(Referring expression pointing data)
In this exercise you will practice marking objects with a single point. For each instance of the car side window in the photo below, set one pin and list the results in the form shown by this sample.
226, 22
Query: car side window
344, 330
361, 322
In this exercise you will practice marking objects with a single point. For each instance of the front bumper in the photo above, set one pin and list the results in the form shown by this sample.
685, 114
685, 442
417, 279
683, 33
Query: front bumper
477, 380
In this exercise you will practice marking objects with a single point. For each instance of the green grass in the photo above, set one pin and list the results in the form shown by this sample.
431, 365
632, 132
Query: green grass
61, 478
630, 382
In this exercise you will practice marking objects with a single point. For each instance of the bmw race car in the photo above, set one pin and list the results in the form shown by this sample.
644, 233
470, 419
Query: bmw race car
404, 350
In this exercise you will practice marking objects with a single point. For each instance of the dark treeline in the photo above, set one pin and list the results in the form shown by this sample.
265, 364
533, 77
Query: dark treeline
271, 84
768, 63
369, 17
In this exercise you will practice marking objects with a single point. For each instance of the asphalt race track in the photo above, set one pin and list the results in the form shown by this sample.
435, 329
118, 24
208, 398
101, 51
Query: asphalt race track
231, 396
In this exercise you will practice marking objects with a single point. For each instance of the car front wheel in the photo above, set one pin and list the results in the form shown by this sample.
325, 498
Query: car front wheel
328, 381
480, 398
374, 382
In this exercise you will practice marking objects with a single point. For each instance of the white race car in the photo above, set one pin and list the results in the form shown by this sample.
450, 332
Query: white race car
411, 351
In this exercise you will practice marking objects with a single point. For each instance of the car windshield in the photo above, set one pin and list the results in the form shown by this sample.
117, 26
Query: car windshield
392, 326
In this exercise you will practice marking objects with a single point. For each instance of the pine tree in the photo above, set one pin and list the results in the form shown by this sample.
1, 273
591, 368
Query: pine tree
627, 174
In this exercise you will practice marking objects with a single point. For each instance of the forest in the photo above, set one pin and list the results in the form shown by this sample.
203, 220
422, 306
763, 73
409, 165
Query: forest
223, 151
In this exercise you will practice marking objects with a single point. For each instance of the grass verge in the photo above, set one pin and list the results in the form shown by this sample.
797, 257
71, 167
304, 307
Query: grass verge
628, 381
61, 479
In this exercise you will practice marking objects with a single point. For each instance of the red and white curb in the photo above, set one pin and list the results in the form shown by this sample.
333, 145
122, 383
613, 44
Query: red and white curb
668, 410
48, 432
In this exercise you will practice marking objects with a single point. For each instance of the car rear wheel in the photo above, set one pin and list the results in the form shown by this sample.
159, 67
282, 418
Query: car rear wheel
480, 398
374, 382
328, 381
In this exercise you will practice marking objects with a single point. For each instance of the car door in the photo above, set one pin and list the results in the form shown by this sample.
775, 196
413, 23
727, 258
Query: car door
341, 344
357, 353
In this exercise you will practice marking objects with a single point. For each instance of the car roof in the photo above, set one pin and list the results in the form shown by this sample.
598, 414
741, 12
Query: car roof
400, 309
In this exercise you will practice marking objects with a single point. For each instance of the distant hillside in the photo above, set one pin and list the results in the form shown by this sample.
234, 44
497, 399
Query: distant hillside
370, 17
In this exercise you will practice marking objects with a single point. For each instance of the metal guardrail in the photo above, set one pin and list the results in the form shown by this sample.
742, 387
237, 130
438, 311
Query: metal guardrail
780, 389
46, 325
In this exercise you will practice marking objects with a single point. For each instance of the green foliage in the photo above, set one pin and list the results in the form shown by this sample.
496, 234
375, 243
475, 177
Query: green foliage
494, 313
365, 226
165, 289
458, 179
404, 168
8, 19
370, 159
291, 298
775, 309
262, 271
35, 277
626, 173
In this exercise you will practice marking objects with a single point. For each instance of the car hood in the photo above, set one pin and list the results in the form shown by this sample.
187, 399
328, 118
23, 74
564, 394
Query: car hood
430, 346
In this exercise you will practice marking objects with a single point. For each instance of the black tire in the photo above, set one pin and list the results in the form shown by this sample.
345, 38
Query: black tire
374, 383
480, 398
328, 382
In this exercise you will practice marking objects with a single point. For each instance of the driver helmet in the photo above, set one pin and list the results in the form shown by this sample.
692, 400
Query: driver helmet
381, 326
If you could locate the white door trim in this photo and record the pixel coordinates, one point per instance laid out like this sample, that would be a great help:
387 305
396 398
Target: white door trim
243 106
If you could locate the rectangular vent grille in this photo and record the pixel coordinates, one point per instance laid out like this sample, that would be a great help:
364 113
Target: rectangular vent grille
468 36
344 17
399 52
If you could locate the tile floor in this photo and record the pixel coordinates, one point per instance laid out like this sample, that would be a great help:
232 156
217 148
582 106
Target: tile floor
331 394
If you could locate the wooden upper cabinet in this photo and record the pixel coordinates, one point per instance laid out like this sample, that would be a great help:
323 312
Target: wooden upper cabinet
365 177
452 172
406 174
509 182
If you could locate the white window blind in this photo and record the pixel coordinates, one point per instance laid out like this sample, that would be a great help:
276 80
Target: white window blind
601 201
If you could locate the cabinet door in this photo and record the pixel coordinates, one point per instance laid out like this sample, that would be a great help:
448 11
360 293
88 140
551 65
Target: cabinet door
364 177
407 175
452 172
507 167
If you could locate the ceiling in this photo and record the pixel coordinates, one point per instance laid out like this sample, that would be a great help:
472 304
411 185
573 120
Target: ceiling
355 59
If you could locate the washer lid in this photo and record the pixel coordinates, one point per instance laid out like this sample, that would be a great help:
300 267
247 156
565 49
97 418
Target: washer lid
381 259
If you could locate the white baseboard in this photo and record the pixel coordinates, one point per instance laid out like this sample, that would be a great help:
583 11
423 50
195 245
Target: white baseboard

**WHAT YOU HAVE TO DO:**
Please return all of the entries above, exactly and completely.

**EXERCISE SOLUTION:**
In this exercise you will practice marking objects with a single point. For each instance of the car side window in the photo below, set one pin and list the results in the form shown by this sample.
226, 22
Query: car side window
344, 330
361, 322
In this exercise you will practice marking objects with a single point. For each instance of the front bumper in the photo above, set one pin and list the results in the form shown by this sample.
685, 114
685, 442
417, 279
683, 33
Query: front bumper
477, 380
In this exercise you will practice marking objects with a single point. For each instance of the green grass in the photo above, set one pin and list the results in the form shown by this sample.
431, 365
632, 132
Query: green grass
61, 478
630, 382
In this exercise you will practice marking objects with a single point. For each instance of the bmw race car in the photo above, set one pin and list the results in the form shown by this sample.
644, 233
470, 419
Query: bmw race car
404, 350
In this exercise you will practice marking objects with a single point. For each instance of the dark treeline in the photo above, set one pin and list the results in the form shown by this sample.
265, 364
533, 77
Query: dark treeline
271, 84
768, 63
369, 17
In this exercise you will practice marking objects with a single point. For each instance of the asphalt race track in the photo above, set one pin and list the results in the form shown by this sample.
435, 329
118, 24
208, 398
101, 51
Query: asphalt race track
231, 396
In this exercise you will practice marking objects with a single point. For each instance of the car front wheel in the photo above, set one pin and list the results in the form shown by this sample.
325, 498
Query: car front wheel
328, 381
480, 398
374, 382
In this exercise you will practice marking objects with a single point. For each instance of the white race car in the photo above, set one pin and list the results in the form shown by this sample.
450, 332
Query: white race car
411, 351
In this exercise you will practice marking objects with a single point. For each instance of the car windshield in the photo above, set one pin and list the results in the form shown by this sample.
117, 26
Query: car windshield
392, 326
In this exercise you will practice marking objects with a single point. For each instance of the pine tree in the photo above, set one pin and list the results in the form shown by this sample.
1, 273
591, 368
Query: pine tree
627, 174
In this exercise you will practice marking objects with a single point. For each instance of the forest in the photo above, set one pin and list the results in the form shown by this sample.
203, 220
422, 306
763, 73
409, 165
Query: forest
223, 151
In this exercise you will practice marking objects with a single point. For each instance of the grass verge in the photo above, set one pin and list the results in the form shown by this sample.
797, 257
71, 167
304, 307
Query: grass verge
628, 381
61, 479
In this exercise you will practice marking objects with a single point. For each instance of the red and white curb in the photo above, set one pin and list the results in the form shown by this sample.
333, 145
122, 383
613, 44
Query: red and white curb
668, 410
48, 432
In this exercise you will practice marking objects with a single point. For each instance of the car rear wheel in the photo above, set one pin and list the results in the form shown by this sample.
159, 67
282, 418
Query: car rear wheel
480, 398
374, 382
328, 381
In this exercise you will practice marking objects with a single point. For each instance of the car door in the photo above, set one pin and list the results in the form shown by this sample.
775, 196
413, 23
727, 258
Query: car door
341, 344
357, 353
In this exercise you will practice marking objects with a single point. For each instance of the car roof in the photo above, set one pin and list the results in the form shown by this sample.
598, 414
741, 12
Query: car roof
400, 309
In this exercise you will practice marking objects with a single point. For each instance of the distant hillside in the photo above, set one pin and list the results in the form shown by this sample.
234, 44
497, 399
Query: distant hillside
370, 17
In this exercise you will practice marking objects with a single point. For each instance of the metal guardrail in the photo above, set one pin and list the results in the form shown by this sample.
742, 387
237, 130
438, 311
Query: metal guardrail
780, 389
46, 325
In this exercise you will practice marking objects with a single point. For each instance of the green foliage in the photo above, set one pin and list the results in the form shown by this sample.
496, 234
375, 243
475, 177
Query: green foliage
494, 313
365, 226
165, 289
458, 179
404, 168
8, 19
370, 159
291, 298
775, 309
262, 271
35, 277
626, 173
In this exercise you will practice marking objects with a single point. For each instance of the car hood in the photo above, set one pin and list the results in the form shown by this sample.
187, 399
328, 118
23, 74
564, 394
Query: car hood
430, 346
In this exercise you will practice marking objects with a single point. For each instance of the black tire in the photo above, set one pin and list the results in the form shown by this sample.
345, 38
Query: black tire
374, 383
480, 398
328, 382
In this exercise you will practice marking objects with a single point. For each instance of the driver helmet in the photo above, set one pin and list the results in the form shown by this sample.
692, 400
Query: driver helmet
381, 326
If you could locate the white door trim in this photo and record the pixel coordinates, one point per instance laid out like this sample, that would be a great help:
387 305
396 398
Target: white door trim
243 106
If you could locate the rectangular vent grille in this photo and record the pixel coordinates, one point per instance laid out like this sample, that would be a great help:
364 113
Target: rectangular vent grille
468 36
344 17
399 52
If you could locate the tile floor in this photo and record the pixel coordinates, one point per instance laid out like this sample, that would be a great help:
232 156
217 148
582 106
Target: tile floor
331 394
If you could locate the wooden upper cabinet in this photo and record the pixel coordinates, one point per instance laid out like this sample, that would be a great help:
323 312
Target: wooden upper cabinet
365 177
452 172
406 174
509 182
If you could locate the white window blind in this photo and record the pixel coordinates, one point per instance laid out like this sample, that would be a great help:
276 80
Target: white window blind
601 201
If you could locate the cabinet door in this photo and record the pixel coordinates, one point per instance laid out like this sample, that would be a great help:
448 11
360 293
88 140
551 65
Target: cabinet door
364 177
407 175
452 172
507 167
If you could locate the ceiling in this photo and record the pixel coordinates, one point per instance laid out like this sample, that would be a great help:
472 304
411 185
573 120
Target: ceiling
355 59
If you could locate the washer lid in this photo and record the pixel coordinates, one point per instance laid out like this sample, that would be a great help:
300 267
247 156
565 49
97 418
Target: washer lid
381 259
If you could locate the white baseboard in this photo and record the pixel coordinates, one point per instance laid out like this sample, that would be a great help:
583 11
423 50
195 245
Target: white baseboard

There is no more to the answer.